[Location annotation dataset excerpts]
##############################
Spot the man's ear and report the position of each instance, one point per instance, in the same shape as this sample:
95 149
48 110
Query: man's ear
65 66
##############################
- Task to complete -
Recast every line of the entries above as a Markdown table with the columns Row and Line, numbering each line and omitting any blank lines.

- Result of this task -
| Row | Line |
|---|---|
| 1 | Spot the man's ear and report the position of each instance, one point per instance, in the same shape as this sample: |
| 2 | 95 149 |
| 3 | 48 110 |
| 4 | Query: man's ear |
| 5 | 65 66 |